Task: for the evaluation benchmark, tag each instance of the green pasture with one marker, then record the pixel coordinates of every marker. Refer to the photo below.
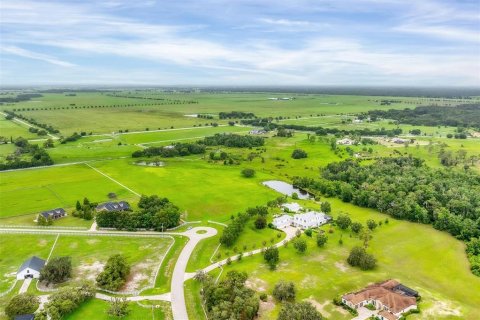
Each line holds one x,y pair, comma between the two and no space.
15,249
427,260
109,119
13,129
203,190
89,254
31,191
97,309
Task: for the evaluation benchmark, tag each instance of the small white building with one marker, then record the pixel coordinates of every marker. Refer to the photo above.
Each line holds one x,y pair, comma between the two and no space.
291,207
31,268
310,219
399,140
345,142
282,221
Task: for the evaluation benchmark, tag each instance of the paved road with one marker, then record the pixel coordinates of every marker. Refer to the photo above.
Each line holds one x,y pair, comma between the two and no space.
290,231
179,307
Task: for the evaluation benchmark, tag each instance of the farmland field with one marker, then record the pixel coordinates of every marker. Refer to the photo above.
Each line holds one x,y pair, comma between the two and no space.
206,188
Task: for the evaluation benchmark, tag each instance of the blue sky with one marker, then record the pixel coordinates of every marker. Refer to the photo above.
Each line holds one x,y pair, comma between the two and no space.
247,42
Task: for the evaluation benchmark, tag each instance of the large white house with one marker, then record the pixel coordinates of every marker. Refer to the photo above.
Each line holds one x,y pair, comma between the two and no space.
31,268
310,219
282,221
292,207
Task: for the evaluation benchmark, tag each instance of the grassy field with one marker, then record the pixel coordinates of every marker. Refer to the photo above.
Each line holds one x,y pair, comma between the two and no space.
9,128
31,191
140,116
430,261
89,254
97,309
205,191
13,254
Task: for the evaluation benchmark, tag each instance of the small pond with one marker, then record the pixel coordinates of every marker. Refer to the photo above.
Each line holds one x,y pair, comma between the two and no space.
150,163
287,189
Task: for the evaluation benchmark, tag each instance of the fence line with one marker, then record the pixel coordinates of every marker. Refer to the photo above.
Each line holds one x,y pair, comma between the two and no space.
9,289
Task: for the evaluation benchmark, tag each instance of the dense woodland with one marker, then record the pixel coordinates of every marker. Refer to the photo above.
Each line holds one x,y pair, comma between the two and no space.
406,188
467,115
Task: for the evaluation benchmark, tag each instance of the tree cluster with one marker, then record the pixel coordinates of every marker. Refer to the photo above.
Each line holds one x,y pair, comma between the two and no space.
467,115
65,301
405,188
236,115
320,131
57,270
233,140
85,210
177,149
229,299
114,274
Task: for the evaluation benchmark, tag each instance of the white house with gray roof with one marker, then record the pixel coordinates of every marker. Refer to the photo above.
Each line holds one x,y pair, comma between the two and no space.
310,219
31,268
282,221
291,207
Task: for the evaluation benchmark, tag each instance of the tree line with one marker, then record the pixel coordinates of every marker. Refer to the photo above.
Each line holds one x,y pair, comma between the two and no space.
268,125
466,115
48,128
37,156
406,188
154,213
175,150
236,115
20,97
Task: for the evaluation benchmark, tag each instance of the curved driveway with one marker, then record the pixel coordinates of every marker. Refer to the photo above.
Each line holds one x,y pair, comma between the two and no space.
179,308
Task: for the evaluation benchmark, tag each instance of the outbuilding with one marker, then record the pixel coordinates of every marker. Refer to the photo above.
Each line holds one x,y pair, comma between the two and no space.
31,268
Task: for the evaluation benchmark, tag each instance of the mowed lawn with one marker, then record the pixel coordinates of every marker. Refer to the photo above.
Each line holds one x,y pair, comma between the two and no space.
90,253
432,262
205,191
15,249
9,128
31,191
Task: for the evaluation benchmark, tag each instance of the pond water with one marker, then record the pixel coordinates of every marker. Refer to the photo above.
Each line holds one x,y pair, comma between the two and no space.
150,164
287,189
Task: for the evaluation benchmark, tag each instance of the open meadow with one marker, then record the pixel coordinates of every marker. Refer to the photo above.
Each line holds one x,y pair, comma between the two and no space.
211,191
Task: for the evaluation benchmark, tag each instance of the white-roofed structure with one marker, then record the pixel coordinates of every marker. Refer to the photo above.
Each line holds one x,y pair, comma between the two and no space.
292,207
310,219
282,221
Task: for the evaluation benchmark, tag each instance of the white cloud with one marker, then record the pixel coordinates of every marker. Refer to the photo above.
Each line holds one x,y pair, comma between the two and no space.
34,55
81,30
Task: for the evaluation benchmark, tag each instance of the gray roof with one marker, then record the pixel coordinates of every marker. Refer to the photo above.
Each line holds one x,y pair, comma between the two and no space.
34,263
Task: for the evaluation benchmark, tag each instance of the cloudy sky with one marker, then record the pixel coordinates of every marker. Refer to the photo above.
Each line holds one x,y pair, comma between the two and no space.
241,42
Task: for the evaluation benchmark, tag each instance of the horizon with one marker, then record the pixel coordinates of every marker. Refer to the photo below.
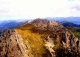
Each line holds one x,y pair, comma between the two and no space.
29,9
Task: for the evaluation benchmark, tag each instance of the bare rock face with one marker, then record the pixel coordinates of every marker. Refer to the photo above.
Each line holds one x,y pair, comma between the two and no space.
11,45
60,43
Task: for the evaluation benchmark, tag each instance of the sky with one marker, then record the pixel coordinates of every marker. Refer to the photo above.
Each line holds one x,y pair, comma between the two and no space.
30,9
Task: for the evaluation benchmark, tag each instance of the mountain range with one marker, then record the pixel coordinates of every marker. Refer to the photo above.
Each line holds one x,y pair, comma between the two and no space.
39,38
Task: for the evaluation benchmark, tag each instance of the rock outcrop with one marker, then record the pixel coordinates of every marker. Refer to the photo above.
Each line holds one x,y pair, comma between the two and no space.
56,40
11,44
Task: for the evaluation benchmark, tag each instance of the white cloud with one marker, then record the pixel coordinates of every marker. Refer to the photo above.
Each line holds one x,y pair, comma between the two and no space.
13,9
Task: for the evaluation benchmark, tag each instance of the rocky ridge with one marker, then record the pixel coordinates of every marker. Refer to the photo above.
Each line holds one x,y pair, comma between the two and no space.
58,41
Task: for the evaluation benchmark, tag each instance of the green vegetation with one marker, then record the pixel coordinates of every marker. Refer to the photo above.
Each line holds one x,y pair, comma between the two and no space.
34,38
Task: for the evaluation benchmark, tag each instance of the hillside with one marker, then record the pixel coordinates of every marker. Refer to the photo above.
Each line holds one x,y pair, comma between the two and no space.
40,38
41,34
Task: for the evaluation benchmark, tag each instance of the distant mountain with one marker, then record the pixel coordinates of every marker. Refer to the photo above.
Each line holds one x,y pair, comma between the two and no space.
75,20
11,24
68,24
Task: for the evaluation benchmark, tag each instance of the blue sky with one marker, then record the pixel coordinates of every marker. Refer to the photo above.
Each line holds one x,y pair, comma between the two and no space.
30,9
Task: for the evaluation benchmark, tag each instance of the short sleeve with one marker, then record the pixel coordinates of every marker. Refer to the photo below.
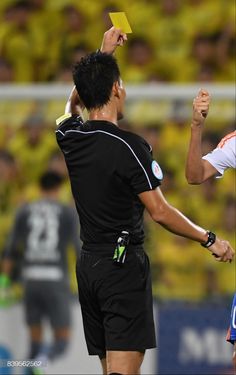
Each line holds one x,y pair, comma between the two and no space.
142,172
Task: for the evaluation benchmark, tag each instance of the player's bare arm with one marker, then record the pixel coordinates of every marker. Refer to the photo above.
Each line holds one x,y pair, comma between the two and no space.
174,221
198,170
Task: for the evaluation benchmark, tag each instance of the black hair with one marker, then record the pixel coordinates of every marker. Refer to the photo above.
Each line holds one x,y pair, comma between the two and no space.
94,77
50,180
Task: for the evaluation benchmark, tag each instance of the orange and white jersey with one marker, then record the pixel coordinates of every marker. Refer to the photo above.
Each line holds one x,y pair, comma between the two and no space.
224,155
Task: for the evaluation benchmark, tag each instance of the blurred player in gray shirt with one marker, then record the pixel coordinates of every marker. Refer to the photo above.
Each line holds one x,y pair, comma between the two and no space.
39,239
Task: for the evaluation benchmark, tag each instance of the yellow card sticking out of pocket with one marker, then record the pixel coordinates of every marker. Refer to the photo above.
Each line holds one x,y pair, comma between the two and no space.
120,21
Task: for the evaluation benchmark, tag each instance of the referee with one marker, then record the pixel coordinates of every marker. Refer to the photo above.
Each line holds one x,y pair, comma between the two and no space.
113,178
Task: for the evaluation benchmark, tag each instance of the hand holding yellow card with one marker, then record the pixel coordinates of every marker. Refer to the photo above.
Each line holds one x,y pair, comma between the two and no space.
120,21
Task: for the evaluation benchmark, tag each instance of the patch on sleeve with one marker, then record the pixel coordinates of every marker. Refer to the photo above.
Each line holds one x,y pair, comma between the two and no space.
156,170
62,118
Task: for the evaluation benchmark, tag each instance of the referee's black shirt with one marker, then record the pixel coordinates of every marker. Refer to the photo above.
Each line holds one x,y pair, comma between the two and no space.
108,168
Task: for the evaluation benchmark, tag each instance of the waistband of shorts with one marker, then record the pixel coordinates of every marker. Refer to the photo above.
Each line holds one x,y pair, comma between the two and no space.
107,248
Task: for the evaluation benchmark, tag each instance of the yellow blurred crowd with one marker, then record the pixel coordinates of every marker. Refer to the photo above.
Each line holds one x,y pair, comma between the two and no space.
172,40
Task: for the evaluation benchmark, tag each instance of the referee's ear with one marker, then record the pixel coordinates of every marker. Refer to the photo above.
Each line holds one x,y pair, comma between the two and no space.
116,89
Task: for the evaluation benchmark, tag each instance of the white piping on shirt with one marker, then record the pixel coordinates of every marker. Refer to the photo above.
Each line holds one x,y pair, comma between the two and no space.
115,136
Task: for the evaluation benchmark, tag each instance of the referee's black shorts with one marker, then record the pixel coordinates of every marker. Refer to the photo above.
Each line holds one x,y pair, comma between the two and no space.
116,301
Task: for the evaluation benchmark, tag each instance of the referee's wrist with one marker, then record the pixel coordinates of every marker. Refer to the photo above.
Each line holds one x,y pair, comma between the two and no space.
211,239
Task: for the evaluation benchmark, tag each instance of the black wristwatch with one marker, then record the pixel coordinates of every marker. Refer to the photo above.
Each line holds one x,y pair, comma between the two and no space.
210,240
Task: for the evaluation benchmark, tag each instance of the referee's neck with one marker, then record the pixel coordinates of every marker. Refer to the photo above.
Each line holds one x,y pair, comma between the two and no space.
105,113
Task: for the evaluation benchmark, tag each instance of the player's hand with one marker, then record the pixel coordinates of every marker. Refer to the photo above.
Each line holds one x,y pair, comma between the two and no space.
222,251
111,39
201,107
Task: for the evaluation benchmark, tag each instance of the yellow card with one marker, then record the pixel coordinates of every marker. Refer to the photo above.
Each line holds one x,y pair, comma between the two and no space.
119,21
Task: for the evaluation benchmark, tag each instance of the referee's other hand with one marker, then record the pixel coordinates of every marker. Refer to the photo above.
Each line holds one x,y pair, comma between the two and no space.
111,39
222,250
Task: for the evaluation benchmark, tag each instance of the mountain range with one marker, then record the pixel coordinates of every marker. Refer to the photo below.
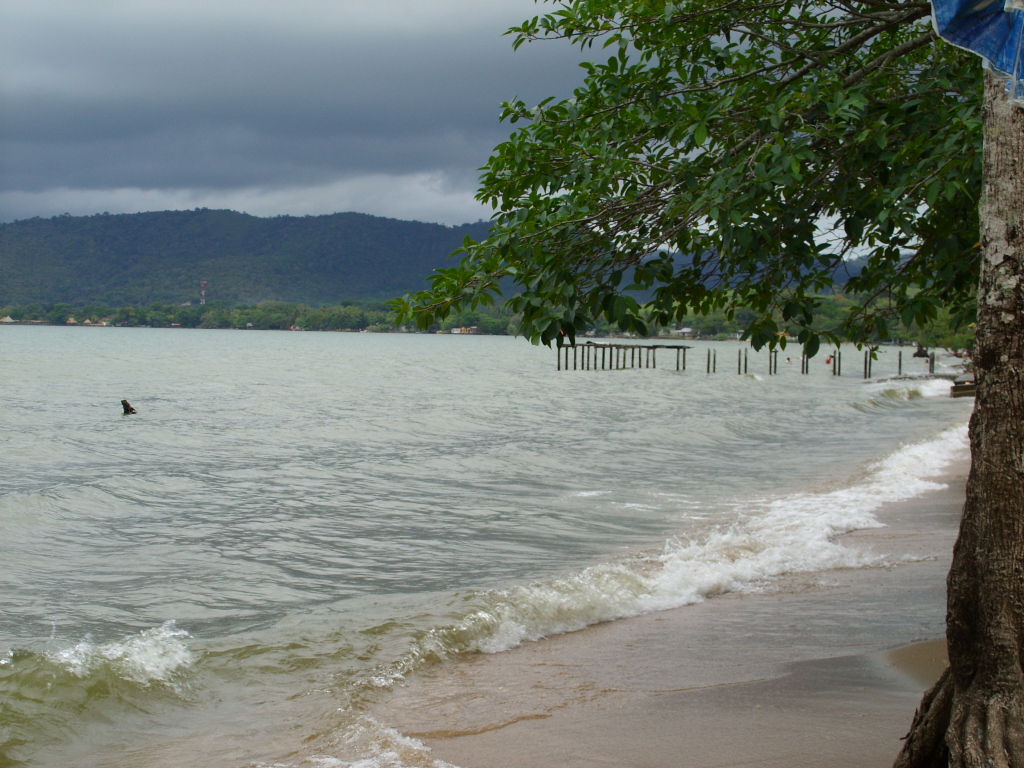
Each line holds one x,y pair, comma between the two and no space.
141,258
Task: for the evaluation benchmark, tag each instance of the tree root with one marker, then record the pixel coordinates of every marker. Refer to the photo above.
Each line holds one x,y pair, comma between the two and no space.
965,729
925,744
987,732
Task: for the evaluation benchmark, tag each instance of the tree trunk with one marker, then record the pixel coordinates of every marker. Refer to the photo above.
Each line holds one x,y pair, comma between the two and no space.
974,716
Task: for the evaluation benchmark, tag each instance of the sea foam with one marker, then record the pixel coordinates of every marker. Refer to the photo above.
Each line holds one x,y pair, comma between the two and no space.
768,538
153,655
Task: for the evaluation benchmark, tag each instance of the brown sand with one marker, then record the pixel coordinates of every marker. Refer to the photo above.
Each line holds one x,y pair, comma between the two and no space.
802,677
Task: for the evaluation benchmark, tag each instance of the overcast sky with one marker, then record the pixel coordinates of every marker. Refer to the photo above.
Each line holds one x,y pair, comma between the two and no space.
267,107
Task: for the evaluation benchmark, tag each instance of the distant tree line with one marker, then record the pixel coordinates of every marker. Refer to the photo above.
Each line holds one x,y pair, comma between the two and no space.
266,315
378,316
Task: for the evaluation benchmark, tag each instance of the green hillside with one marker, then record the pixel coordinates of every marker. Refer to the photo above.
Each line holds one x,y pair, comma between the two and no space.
152,257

_Aim of the task_
Copy, word for word, the part of the items that opens with the line containing "the green hillside" and continues through the end of the items.

_Output below_
Task: for the evaluation benchmark, tag each instance of the green hillside with one marker, then record the pixel coordinates of every marker. Refer to the photo above.
Each line holds one x,y pair, comma between the two and no space.
152,257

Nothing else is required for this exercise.